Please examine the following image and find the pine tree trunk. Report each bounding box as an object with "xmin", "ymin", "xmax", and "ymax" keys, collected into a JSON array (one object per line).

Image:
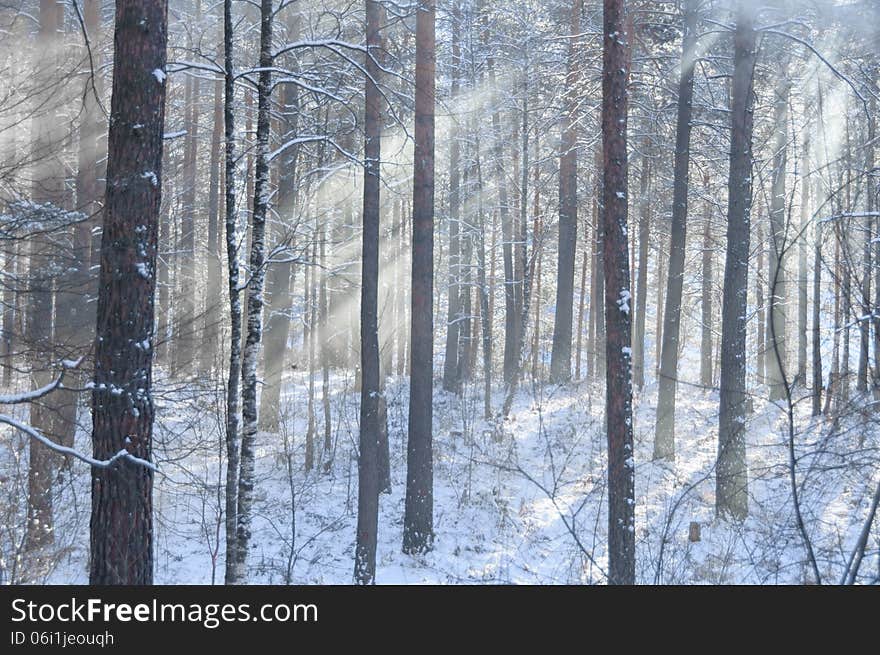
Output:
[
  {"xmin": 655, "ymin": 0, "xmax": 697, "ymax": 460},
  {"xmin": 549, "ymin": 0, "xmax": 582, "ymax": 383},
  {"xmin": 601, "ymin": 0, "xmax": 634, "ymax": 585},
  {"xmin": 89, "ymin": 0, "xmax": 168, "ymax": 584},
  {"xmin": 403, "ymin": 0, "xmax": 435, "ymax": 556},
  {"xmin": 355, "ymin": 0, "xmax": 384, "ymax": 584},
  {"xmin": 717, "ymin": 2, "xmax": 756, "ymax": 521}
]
= = = = = = =
Work instruction
Give back the material word for word, leaving out its pictures.

Written reply
Please examine the following image and find the pine tree trunk. Report each bounding box as an object with "xmin", "ymin", "xmax", and "ymax" keys, collected into a JSON array (one object per line).

Image:
Output:
[
  {"xmin": 655, "ymin": 0, "xmax": 697, "ymax": 460},
  {"xmin": 549, "ymin": 0, "xmax": 582, "ymax": 383},
  {"xmin": 601, "ymin": 0, "xmax": 634, "ymax": 585},
  {"xmin": 89, "ymin": 0, "xmax": 168, "ymax": 584},
  {"xmin": 403, "ymin": 0, "xmax": 435, "ymax": 556},
  {"xmin": 355, "ymin": 0, "xmax": 384, "ymax": 584},
  {"xmin": 717, "ymin": 2, "xmax": 756, "ymax": 521}
]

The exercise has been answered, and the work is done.